>> BEGIN

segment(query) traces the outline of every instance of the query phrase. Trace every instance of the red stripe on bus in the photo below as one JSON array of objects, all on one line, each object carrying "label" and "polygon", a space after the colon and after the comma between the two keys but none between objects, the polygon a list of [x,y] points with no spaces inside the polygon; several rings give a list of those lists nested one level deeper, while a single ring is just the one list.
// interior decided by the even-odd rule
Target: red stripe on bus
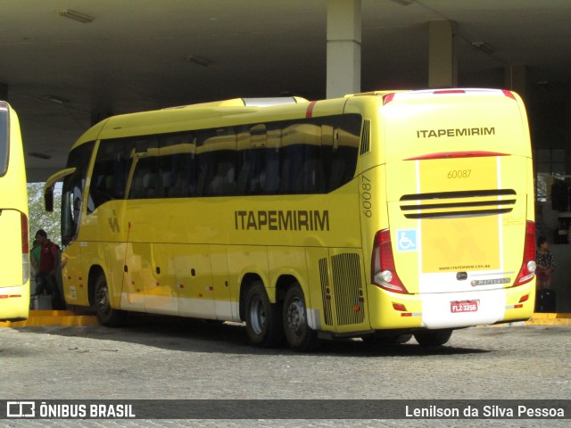
[{"label": "red stripe on bus", "polygon": [[509,156],[508,153],[498,152],[442,152],[439,153],[423,154],[414,158],[408,158],[404,160],[426,160],[429,159],[450,159],[450,158],[484,158],[487,156]]},{"label": "red stripe on bus", "polygon": [[310,118],[313,116],[313,106],[316,104],[317,101],[312,101],[310,103],[310,105],[307,106],[307,111],[305,112],[306,118]]}]

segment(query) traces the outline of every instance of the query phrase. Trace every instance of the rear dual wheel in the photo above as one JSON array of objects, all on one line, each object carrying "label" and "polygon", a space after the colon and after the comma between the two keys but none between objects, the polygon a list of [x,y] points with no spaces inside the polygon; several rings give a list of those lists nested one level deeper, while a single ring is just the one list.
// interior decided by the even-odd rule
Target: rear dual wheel
[{"label": "rear dual wheel", "polygon": [[95,279],[95,313],[99,322],[108,327],[121,325],[125,320],[125,312],[111,307],[109,288],[104,275],[102,274]]},{"label": "rear dual wheel", "polygon": [[299,284],[292,285],[284,300],[284,333],[290,348],[314,350],[319,345],[317,332],[310,328],[303,292]]},{"label": "rear dual wheel", "polygon": [[270,348],[283,342],[281,306],[270,303],[261,281],[248,290],[245,309],[246,332],[252,344]]}]

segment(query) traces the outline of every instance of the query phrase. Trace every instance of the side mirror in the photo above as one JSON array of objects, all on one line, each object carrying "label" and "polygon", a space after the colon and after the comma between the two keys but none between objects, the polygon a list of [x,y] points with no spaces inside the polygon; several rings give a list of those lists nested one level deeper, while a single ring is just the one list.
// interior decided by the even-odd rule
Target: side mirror
[{"label": "side mirror", "polygon": [[48,212],[54,212],[54,187],[44,189],[44,208]]}]

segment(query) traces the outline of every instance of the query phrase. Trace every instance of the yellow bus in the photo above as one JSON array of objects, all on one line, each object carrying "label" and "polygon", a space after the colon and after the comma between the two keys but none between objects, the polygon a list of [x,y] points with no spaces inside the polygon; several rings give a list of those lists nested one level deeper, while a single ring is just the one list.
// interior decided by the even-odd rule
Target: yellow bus
[{"label": "yellow bus", "polygon": [[28,318],[29,242],[28,187],[20,121],[0,101],[0,321]]},{"label": "yellow bus", "polygon": [[236,99],[109,118],[63,179],[66,301],[245,322],[251,342],[445,343],[534,304],[517,95]]}]

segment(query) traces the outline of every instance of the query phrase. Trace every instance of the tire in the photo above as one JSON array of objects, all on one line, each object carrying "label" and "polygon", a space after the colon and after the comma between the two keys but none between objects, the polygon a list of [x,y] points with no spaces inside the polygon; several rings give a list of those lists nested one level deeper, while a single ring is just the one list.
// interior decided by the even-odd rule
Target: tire
[{"label": "tire", "polygon": [[100,275],[95,280],[95,313],[99,322],[108,327],[117,327],[123,324],[125,312],[113,309],[109,299],[109,288],[104,275]]},{"label": "tire", "polygon": [[284,300],[284,333],[290,348],[310,351],[319,345],[317,332],[307,323],[307,307],[299,284],[291,286]]},{"label": "tire", "polygon": [[450,329],[426,330],[414,333],[414,338],[422,346],[441,346],[446,343],[452,335]]},{"label": "tire", "polygon": [[246,332],[252,344],[270,348],[283,342],[281,305],[272,305],[261,281],[248,290],[245,301]]}]

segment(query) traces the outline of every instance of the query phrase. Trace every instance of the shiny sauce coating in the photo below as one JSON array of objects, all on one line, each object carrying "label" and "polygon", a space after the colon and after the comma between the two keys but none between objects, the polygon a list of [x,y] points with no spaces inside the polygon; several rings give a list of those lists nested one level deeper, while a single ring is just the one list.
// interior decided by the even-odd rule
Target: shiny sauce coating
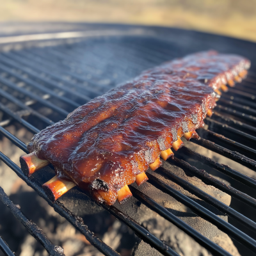
[{"label": "shiny sauce coating", "polygon": [[242,57],[208,51],[174,60],[92,100],[28,146],[56,175],[113,204],[184,133],[204,126],[214,90],[248,69]]}]

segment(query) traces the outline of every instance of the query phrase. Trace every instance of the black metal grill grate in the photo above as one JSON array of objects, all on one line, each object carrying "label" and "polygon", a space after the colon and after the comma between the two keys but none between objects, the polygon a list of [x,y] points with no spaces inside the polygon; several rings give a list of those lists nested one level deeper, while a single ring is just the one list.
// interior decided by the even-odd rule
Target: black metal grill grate
[{"label": "black metal grill grate", "polygon": [[[120,29],[119,26],[116,28],[117,30]],[[10,122],[19,123],[28,131],[36,133],[46,126],[63,119],[81,104],[138,75],[143,70],[189,52],[214,48],[222,52],[243,54],[250,58],[253,65],[248,78],[237,84],[235,88],[230,89],[228,93],[223,93],[214,109],[214,114],[211,118],[205,119],[208,130],[198,131],[202,139],[200,141],[192,140],[192,142],[256,171],[256,161],[253,160],[256,156],[256,129],[254,127],[256,122],[256,70],[253,62],[256,56],[253,55],[256,52],[256,45],[218,36],[167,28],[144,28],[144,29],[152,32],[152,35],[146,36],[147,33],[144,35],[142,31],[140,35],[83,38],[81,42],[72,44],[58,42],[56,46],[35,47],[1,52],[0,110],[3,116],[0,123],[1,134],[28,153],[26,145],[6,131],[5,125]],[[249,205],[250,211],[255,214],[256,200],[253,196],[255,190],[249,195],[241,192],[239,186],[236,189],[228,186],[205,171],[190,164],[185,156],[190,156],[196,161],[252,189],[256,189],[255,179],[187,147],[180,148],[175,154],[174,159],[168,160],[170,164],[180,167],[188,175],[195,176],[205,184],[212,185],[232,198]],[[4,155],[4,152],[0,152],[0,158],[57,212],[84,235],[92,244],[105,255],[119,255],[95,237],[83,220],[72,214],[60,202],[52,204],[42,189],[42,182],[38,177],[28,179],[24,176],[20,168]],[[247,248],[256,252],[256,241],[253,239],[256,237],[256,223],[253,220],[164,168],[159,168],[156,173],[172,180],[246,227],[245,229],[239,225],[237,226],[239,228],[235,227],[174,189],[157,175],[148,173],[148,182],[151,185],[171,195]],[[174,223],[212,254],[230,255],[139,188],[131,186],[131,189],[135,198]],[[17,206],[12,204],[3,191],[0,191],[0,195],[1,200],[13,209],[13,214],[50,255],[63,255],[60,247],[51,244],[42,230],[35,224],[28,223],[19,209],[15,211]],[[163,255],[178,255],[168,244],[149,233],[116,205],[102,207],[124,221],[140,237]],[[2,250],[8,255],[12,255],[0,239]]]}]

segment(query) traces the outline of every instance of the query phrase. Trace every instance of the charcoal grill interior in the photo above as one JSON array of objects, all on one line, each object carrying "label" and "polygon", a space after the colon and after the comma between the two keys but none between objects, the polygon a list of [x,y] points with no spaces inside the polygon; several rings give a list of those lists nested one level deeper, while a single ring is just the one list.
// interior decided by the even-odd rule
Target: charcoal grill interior
[{"label": "charcoal grill interior", "polygon": [[[213,225],[212,228],[216,227],[228,235],[241,255],[256,255],[256,180],[252,178],[256,177],[256,44],[166,28],[79,24],[77,28],[79,33],[71,31],[59,38],[56,38],[56,35],[60,35],[56,31],[40,40],[36,35],[28,40],[16,36],[2,42],[2,138],[8,138],[26,154],[26,145],[5,129],[10,124],[17,129],[26,129],[28,136],[32,136],[65,118],[79,106],[142,70],[189,53],[212,49],[244,56],[252,61],[247,78],[223,93],[213,115],[205,119],[205,129],[198,131],[201,140],[191,140],[175,152],[174,159],[168,160],[163,168],[154,173],[149,171],[147,184],[140,188],[131,186],[133,197],[125,204],[116,203],[111,207],[100,205],[100,207],[125,223],[146,244],[165,255],[179,254],[172,246],[172,241],[162,241],[164,239],[150,233],[149,227],[140,223],[140,218],[136,219],[132,211],[135,207],[143,205],[148,212],[156,212],[212,255],[230,254],[209,239],[203,231],[196,230],[196,227],[189,220],[204,219]],[[232,163],[232,167],[215,161],[218,154],[221,159]],[[70,202],[99,207],[90,196],[74,188],[53,204],[42,189],[42,184],[54,175],[52,166],[28,179],[6,156],[4,148],[0,152],[0,158],[10,167],[10,172],[15,172],[100,252],[106,255],[119,255],[93,235],[87,227],[86,220],[70,211]],[[186,175],[180,175],[179,168]],[[244,170],[249,170],[249,173],[245,173]],[[223,195],[231,196],[230,206],[191,182],[195,177],[205,186],[211,185],[222,191],[220,198],[225,197]],[[158,195],[154,196],[150,189],[157,191]],[[158,202],[161,196],[165,198],[166,205]],[[0,199],[50,255],[64,255],[62,248],[51,243],[44,230],[30,222],[3,189],[0,190]],[[168,200],[173,204],[175,200],[190,209],[188,213],[175,212],[168,206]],[[5,255],[13,255],[4,239],[0,237],[0,248]]]}]

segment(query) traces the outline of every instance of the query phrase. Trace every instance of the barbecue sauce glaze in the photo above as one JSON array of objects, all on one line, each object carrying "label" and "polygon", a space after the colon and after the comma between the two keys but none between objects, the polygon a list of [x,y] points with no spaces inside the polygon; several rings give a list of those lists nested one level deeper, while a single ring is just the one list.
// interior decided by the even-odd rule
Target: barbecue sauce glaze
[{"label": "barbecue sauce glaze", "polygon": [[35,135],[28,148],[56,175],[115,203],[160,151],[204,126],[214,90],[250,67],[242,57],[209,51],[143,72]]}]

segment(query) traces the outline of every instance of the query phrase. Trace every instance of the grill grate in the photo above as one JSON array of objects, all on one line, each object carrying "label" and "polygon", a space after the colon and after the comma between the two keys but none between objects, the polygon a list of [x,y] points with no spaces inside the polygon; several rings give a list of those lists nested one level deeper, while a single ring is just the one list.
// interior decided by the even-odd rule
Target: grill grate
[{"label": "grill grate", "polygon": [[[144,29],[145,31],[149,29]],[[119,83],[138,75],[145,68],[189,52],[214,48],[222,52],[237,52],[248,56],[252,61],[252,71],[244,81],[221,96],[214,114],[211,118],[205,119],[208,129],[198,131],[202,139],[199,141],[191,140],[191,141],[255,171],[256,161],[253,159],[256,156],[255,128],[253,127],[256,122],[256,89],[254,87],[256,75],[253,73],[256,72],[253,66],[256,56],[253,56],[252,52],[256,52],[256,45],[204,33],[161,28],[150,29],[154,31],[151,36],[146,36],[141,32],[140,36],[83,38],[79,42],[72,44],[58,42],[57,46],[30,47],[0,52],[0,96],[3,100],[0,102],[0,110],[3,113],[0,133],[28,153],[26,145],[6,130],[5,126],[11,122],[19,123],[33,134],[36,133],[46,126],[63,119],[70,111],[81,104],[102,94]],[[168,35],[166,32],[168,32]],[[171,164],[180,167],[187,175],[195,176],[205,184],[247,204],[255,214],[256,200],[252,196],[243,193],[240,189],[228,186],[205,171],[191,165],[187,161],[186,157],[189,156],[253,189],[256,189],[255,179],[185,147],[175,153],[173,160],[168,161]],[[0,152],[0,159],[57,212],[79,230],[92,244],[105,255],[119,255],[97,237],[83,220],[72,213],[64,205],[58,201],[52,204],[42,189],[40,179],[28,179],[24,176],[20,168],[4,152]],[[256,241],[253,239],[255,238],[253,232],[256,231],[256,223],[252,220],[164,168],[160,168],[155,173],[147,173],[150,184],[182,203],[197,216],[216,225],[247,248],[256,252]],[[239,221],[252,232],[244,228],[239,230],[226,222],[207,207],[159,179],[158,175],[179,185],[224,215]],[[175,224],[214,255],[230,255],[136,186],[131,186],[131,190],[136,200]],[[3,191],[2,193],[4,195]],[[10,202],[7,203],[10,199],[4,196],[4,198],[1,198],[2,202],[6,202],[6,205],[14,207]],[[129,217],[122,207],[101,206],[163,255],[179,255],[164,241]],[[19,218],[22,214],[18,211],[14,214],[17,214],[15,216]],[[29,227],[27,227],[27,228]],[[62,252],[58,250],[60,248],[52,245],[36,228],[30,230],[32,236],[38,239],[51,255],[61,255]],[[45,238],[38,238],[40,234]],[[1,239],[0,242],[2,250],[10,255],[8,246],[4,246],[5,243]]]}]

>> END

Arrange everything above, from the line containing "of the charcoal" down to the line containing "Target: charcoal grill interior", both included, as a numbered list with blank lines omitted. Give only those lines.

(Exercise response):
1. segment(query) traces the outline of every instance of the query phrase. Trace every instance of the charcoal grill interior in the photo above as one JSON array of objects, all on one line, each object carrying "label" and "polygon", a space after the colon and after the comma between the two keys but none between objects, the polygon a list of [x,y] points with no spaces inside the polygon; several rings give a list of those lists nested one level deeper, while a single ring is just the one list.
2. // interior decided by the even-odd rule
3. Target: charcoal grill interior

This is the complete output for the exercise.